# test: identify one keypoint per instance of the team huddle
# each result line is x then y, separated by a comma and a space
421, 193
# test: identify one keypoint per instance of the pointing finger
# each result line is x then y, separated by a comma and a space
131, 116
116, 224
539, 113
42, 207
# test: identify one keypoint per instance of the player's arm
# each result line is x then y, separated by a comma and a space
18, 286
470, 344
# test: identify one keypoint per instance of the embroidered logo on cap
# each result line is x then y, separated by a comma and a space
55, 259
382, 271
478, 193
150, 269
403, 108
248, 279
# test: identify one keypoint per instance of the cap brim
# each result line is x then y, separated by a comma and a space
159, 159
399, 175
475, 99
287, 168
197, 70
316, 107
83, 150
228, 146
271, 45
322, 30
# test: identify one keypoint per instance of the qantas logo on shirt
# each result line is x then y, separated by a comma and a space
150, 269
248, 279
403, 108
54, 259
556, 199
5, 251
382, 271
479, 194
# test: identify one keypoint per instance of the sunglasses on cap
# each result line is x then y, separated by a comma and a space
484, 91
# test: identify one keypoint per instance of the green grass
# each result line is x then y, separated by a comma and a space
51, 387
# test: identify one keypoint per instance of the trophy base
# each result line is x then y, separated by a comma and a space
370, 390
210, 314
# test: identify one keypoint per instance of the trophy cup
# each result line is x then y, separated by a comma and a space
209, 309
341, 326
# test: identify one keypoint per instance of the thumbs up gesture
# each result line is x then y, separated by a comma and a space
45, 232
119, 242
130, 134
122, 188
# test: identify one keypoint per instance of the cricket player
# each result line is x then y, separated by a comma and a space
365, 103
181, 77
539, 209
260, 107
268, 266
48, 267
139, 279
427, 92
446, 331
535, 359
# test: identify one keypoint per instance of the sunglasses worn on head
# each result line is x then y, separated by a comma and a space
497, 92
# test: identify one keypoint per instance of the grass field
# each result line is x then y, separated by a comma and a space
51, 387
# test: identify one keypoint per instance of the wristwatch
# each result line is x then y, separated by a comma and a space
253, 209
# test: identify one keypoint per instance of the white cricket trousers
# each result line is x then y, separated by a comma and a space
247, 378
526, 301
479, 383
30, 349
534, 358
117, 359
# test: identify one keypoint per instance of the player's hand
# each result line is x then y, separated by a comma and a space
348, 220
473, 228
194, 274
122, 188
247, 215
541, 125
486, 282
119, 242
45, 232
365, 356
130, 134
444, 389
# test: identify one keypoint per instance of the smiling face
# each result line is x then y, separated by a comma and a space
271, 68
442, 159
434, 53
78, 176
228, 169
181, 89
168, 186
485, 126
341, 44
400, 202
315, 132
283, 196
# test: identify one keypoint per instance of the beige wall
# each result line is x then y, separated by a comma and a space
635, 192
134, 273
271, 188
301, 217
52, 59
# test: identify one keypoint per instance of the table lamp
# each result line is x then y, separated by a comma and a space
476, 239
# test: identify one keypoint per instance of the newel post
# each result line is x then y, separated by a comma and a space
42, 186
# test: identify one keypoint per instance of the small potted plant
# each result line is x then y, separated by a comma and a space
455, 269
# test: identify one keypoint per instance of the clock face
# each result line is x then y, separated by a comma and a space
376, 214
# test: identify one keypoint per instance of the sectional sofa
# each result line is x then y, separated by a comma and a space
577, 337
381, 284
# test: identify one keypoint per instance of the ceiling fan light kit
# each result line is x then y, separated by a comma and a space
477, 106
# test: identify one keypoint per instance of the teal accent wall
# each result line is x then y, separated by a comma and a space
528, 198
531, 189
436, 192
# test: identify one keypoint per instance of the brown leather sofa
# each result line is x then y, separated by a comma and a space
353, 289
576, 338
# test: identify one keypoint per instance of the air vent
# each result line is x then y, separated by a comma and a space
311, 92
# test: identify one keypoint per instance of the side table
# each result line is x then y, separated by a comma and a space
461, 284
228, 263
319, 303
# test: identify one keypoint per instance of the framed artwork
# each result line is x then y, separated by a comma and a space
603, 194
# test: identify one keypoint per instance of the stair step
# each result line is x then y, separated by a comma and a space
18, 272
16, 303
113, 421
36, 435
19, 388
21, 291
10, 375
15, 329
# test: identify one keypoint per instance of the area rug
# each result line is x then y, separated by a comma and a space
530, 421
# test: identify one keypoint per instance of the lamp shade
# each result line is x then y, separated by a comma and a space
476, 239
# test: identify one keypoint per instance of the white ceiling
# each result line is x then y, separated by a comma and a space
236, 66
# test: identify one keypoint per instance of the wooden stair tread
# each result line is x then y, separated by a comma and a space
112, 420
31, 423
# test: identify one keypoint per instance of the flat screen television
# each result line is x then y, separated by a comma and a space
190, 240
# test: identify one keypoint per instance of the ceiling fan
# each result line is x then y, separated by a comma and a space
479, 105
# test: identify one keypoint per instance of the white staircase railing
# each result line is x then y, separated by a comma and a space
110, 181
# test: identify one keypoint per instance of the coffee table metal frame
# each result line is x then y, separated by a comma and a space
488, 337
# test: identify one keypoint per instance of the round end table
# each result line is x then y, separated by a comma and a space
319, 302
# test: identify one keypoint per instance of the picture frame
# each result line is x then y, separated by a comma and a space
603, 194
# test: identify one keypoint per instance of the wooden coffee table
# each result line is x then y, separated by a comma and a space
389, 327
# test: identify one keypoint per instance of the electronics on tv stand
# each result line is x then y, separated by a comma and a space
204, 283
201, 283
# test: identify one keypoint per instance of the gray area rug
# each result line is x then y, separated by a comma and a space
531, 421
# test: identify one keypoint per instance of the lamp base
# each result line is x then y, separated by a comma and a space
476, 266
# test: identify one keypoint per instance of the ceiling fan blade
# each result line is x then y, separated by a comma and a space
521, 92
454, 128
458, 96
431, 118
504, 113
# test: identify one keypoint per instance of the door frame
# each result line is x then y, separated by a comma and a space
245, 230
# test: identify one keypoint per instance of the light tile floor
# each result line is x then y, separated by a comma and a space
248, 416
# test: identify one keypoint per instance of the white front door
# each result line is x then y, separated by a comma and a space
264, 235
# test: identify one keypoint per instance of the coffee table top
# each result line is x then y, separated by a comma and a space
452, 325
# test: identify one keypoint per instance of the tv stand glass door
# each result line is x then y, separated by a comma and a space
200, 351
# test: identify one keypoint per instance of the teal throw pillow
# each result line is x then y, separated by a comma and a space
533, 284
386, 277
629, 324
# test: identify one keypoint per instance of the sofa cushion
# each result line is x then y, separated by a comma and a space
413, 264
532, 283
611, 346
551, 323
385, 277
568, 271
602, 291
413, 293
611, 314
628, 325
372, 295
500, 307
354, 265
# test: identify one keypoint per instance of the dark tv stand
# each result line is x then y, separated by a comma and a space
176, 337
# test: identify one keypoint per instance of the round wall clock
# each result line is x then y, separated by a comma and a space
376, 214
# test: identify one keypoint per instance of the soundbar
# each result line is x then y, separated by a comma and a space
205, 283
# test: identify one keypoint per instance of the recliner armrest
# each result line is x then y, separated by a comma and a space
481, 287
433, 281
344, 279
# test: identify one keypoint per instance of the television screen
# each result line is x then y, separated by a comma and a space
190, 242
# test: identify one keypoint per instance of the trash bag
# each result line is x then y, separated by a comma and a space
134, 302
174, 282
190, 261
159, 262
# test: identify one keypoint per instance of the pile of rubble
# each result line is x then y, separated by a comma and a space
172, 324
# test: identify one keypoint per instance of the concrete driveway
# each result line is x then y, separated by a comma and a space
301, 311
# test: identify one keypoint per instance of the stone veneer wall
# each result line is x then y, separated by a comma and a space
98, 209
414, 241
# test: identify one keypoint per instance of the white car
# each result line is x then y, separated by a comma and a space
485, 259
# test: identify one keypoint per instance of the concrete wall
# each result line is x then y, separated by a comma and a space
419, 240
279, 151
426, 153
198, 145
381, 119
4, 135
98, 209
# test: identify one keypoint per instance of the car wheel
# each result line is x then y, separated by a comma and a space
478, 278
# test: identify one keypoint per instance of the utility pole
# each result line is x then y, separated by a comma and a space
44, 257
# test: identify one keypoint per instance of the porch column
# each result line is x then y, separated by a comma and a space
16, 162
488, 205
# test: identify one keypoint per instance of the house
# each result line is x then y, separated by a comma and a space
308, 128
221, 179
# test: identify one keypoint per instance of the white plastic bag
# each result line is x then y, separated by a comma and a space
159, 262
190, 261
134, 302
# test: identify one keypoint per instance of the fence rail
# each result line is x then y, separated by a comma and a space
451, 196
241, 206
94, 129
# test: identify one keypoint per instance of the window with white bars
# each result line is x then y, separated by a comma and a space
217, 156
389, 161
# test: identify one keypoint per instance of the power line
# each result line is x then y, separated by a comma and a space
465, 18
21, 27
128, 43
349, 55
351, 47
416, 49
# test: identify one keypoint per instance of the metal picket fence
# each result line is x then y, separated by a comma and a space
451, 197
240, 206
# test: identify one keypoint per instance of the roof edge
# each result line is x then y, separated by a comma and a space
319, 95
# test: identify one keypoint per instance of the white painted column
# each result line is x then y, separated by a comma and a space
——————
Aim of the task >> Can you reproduce verbatim the part of the data that opens with the line containing "# test: identify one keypoint per instance of the fence" and closes with the last line of the data?

Written answer >>
# test: identify one keypoint per instance of the fence rail
# each result line is x then y, separated by a comma and a space
451, 196
241, 206
94, 129
# test: identify one keypoint per instance of the window with white bars
# each result line is x then y, separated by a comma and a space
217, 156
389, 161
# test: identify one keypoint per instance of the power line
# each result line is x then y, separated by a comma and a space
465, 18
21, 27
128, 43
349, 55
351, 47
416, 49
# test: identify one keypoint per instance of the metal picket fence
# each result line is x then y, separated by a comma and a space
451, 197
240, 206
# test: identify one keypoint per instance of the roof edge
# each result line is x then y, separated by a comma and a space
319, 95
# test: identify one keypoint per instance of the white painted column
# each result line is x then y, separated by a comma and a space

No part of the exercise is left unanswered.